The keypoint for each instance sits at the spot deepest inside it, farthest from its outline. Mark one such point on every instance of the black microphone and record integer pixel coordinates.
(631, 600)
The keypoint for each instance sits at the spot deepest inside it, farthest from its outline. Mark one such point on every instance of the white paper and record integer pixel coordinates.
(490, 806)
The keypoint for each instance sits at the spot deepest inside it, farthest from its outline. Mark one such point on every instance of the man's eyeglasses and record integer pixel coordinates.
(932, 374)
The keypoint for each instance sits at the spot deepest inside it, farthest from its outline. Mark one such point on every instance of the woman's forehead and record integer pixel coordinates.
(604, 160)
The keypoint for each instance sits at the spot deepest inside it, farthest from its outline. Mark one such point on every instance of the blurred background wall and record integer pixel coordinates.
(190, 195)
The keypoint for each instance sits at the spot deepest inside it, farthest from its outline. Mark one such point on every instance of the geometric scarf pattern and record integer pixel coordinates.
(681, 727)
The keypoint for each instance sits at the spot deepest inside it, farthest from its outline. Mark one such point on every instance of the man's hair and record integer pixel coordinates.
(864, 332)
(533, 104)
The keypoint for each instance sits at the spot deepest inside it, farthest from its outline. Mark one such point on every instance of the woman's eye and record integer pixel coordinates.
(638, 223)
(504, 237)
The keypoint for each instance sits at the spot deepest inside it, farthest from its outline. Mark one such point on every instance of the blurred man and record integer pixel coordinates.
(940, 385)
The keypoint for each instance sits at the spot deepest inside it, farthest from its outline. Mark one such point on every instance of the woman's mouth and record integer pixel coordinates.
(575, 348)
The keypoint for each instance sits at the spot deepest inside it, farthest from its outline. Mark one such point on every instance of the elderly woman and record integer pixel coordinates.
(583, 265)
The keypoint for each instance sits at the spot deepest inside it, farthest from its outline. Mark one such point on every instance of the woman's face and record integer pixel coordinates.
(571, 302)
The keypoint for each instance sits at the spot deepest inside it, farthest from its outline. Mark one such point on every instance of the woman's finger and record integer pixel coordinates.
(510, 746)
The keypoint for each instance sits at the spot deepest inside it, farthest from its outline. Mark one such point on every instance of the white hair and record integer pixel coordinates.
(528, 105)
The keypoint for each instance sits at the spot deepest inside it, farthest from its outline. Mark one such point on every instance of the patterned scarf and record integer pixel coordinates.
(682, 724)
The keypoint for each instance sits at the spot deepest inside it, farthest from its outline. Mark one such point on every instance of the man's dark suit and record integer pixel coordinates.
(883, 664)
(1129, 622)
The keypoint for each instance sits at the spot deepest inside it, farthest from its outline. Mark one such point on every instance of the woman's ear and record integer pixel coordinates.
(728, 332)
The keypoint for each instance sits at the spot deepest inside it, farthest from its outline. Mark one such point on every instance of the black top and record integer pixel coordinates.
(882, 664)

━━━━━━━━━━━━━━━━━━━━

WORK REQUIRED:
Rewrite all of the records above, changing "integer pixel coordinates" to "whole-number pixel coordinates" wherever it occurs and leaving every other word as it stands.

RESULT OF THIS EXERCISE:
The keypoint for each instance sits at the spot deepest inside it, farthest from its outline. Mark one such point on every instance of the black microphone and record whole-number pixel coordinates.
(631, 600)
The keypoint for each instance sits at the spot deepest inside it, farthest from its outline. Mark one such point on every instance of the white paper and record whole-number pixel coordinates.
(490, 806)
The keypoint for each instance sits at the spot deepest inside it, farthest from its outline. Mark one such point on every instance of the man's eyeglasses and record whole-number pixel coordinates.
(932, 374)
The keypoint for each instance sits at the spot deepest inside it, farthest from its outline. Mark one such point on every instance of the woman's forehead and record whole-number pixel coordinates.
(604, 160)
The keypoint for each instance sits at the spot deepest inside it, farthest from its outline. Mark one such point on every instance of the blurred background wall and record whole-number pixel coordinates.
(190, 195)
The keypoint for each instance sits at the spot deepest inside it, farthest from its outline. Mark one such point on every instance of the geometric scarf pattern and record whole-number pixel coordinates.
(681, 727)
The keypoint for each instance sits at the spot deepest inside it, farthest from its outline. Mark one such point on every instance of the man's hair and record whole-number pixel coordinates.
(864, 332)
(533, 104)
The keypoint for each instance sits at the spot deepest inside it, farthest from its outline. Mark one such point on every instance of the woman's eye and record whole-number pixel coordinates.
(638, 223)
(504, 237)
The keypoint for each instance sits at the spot deepest inside it, farthest from its outline. Mark one such point on every instance of the blurred man and record whole-number pixel coordinates.
(940, 385)
The keypoint for each instance sits at the spot deepest inside it, farthest from its outline. Mark one such point on every instance of the woman's mouth and record whole-number pixel coordinates.
(575, 348)
The keypoint for each instance sits at the spot deepest inside it, farthest from its outline. Mark one such point on every instance of the elderly woman and record whole-number pixel coordinates.
(583, 265)
The keypoint for each instance sits at the spot deepest inside it, farthest from its outline. Mark one such point on every instance of the woman's face and record whole-number pixel coordinates.
(571, 302)
The keypoint for each instance sits at the spot deepest inside it, farthest from its outline. Mark one such point on every instance of the woman's finger and record whole-number pixel coordinates.
(510, 746)
The keypoint for each instance sits at the spot deepest inside it, farthest from its outline. Mark one such point on every instance of the white hair and record whole-number pixel coordinates.
(528, 105)
The keypoint for each instance sits at the spot deepest inside it, farthest from its outline. Mark one such point on every instance of the patterned scarf and record whole-number pixel coordinates.
(682, 724)
The keypoint for each instance sits at the spot deepest inside it, farthest from its outline. Mark one such point on every instance of the man's dark suit and record whole-number pixel coordinates.
(883, 664)
(1129, 622)
The keypoint for each instance sits at the spot deepest inside it, farthest from its outline. Mark one such point on every instance of the woman's ear and record whole-number pixel coordinates.
(728, 332)
The keypoint for each instance sits at the spot deepest inside it, farthest from its outline. Mark one such point on every instance of the black top and record whole-number pixel coordinates.
(882, 664)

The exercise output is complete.